Cybersecurity reconnaissance is the first and most critical step in understanding a target’s digital footprint. As a beginner, knowing where to look, how to look, and what tools to use can dramatically increase your effectiveness in network security, penetration testing, and OSINT investigations.
Python has become the go-to language for security specialists due to its simplicity, versatility, and powerful libraries. This guide breaks down the foundations of recon, DNS enumeration, and network scanning using Python, so beginners can grasp concepts practically and immediately start experimenting.
This is not just theory. By following this guide, you’ll get hands-on examples of Python scripts for discovering subdomains, probing hosts, and automating routine recon tasks.
What You Will Achieve
By the end of this guide, you will be able to:
- Understand the difference between passive and active reconnaissance.
- Define the scope and target effectively for any recon project.
- Use Python to query DNS records, subdomains, and certificate transparency logs.
- Perform asynchronous network scans for host and service discovery.
- Organise recon data efficiently for analysis and reporting.
- Apply OPSEC and rate-limiting to stay stealthy during recon.
This knowledge forms a solid foundation for penetration testing, bug bounty hunting, and OSINT investigations.

━━━━━━━━━━━━━━━━

**Stated goal 1**
Report every line in the records below that contains the string "evenodd", copying each line in full. Case counts.

(Excerpts from segmentation records)
━━━━━━━━━━━━━━━━

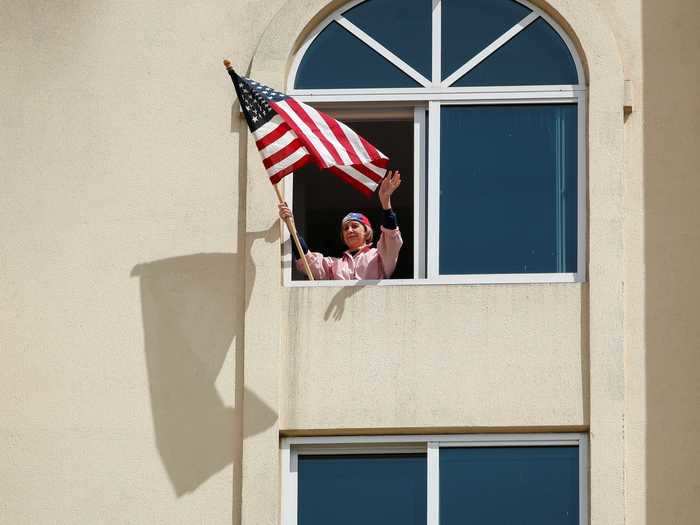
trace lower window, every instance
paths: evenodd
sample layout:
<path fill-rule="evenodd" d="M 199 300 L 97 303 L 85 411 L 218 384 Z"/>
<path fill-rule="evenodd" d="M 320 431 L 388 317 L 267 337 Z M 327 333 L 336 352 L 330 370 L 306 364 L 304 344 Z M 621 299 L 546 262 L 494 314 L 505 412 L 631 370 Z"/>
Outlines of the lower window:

━━━━━━━━━━━━━━━━

**Stated goal 2**
Pick up the guide on Python reconnaissance above from where it stops, and keep writing it.

**Expected output 1**
paths: evenodd
<path fill-rule="evenodd" d="M 199 300 L 97 303 L 85 411 L 218 384 Z"/>
<path fill-rule="evenodd" d="M 320 431 L 388 317 L 267 337 Z M 327 333 L 336 352 L 330 370 L 306 364 L 304 344 Z M 621 299 L 546 262 L 494 314 L 505 412 L 631 370 Z"/>

**Expected output 2**
Tools to Use
Before starting, ensure you have a Python 3.12 environment ready. The following libraries are recommended for recon tasks:
| Library | Purpose |
|---|---|
asyncio / trio
|
Handle thousands of tasks concurrently without threads |
httpx |
Async HTTP/HTTPS requests with HTTP/2, proxy, and SOCKS support |
aiodns |
Asynchronous DNS resolution with DNSSEC support |
ipwhois |
ASN and prefix lookups |
rich |
Pretty terminal output with progress bars |
pandas |
Data organization, CSV/HTML export |
Setup:
python3 -m venv recon
source recon/bin/activate
pip install httpx[http2] aiodns ipwhois rich pandas
Recon Fundamentals: Active vs Passive
Recon is classified into passive and active:
Passive Recon – You do not touch the target. Sources include WHOIS, CRT.SH, Shodan, GitHub, and leaked databases. It is stealthy and leaves no logs on the target.
Active Recon – Direct probing via DNS queries, port scanning, banner grabbing, and web crawling. Active recon is powerful but generates logs and may trigger firewalls.
Rule: Always start with passive recon. It’s safer, cost-free, and helps narrow down what to probe actively.
Canonical Workflow:
- Scope Definition – define IP ranges, domains, and employee aliases.
- Passive Recon – gather public artefacts.
- Correlation & Pivot – deduplicate, enrich, generate leads.
- Active Recon – probe live hosts, services, and versions.
- Reporting – export structured JSON or CSV for analysis.
DNS Basics & Subdomain Discovery
DNS (Domain Name System) is the foundation of how the Internet identifies and routes traffic.
In reconnaissance, DNS provides some of the most valuable early insights into an organisation’s online structure. By understanding the different DNS record types and how they interact, analysts can map infrastructure, uncover hidden assets, and expand the attack surface systematically.
At its core, DNS is responsible for translating human‑readable domain names into machine‑readable IP addresses. This translation happens through different “record types,” each serving a specific function within a domain’s configuration. The most relevant records for recon are outlined below.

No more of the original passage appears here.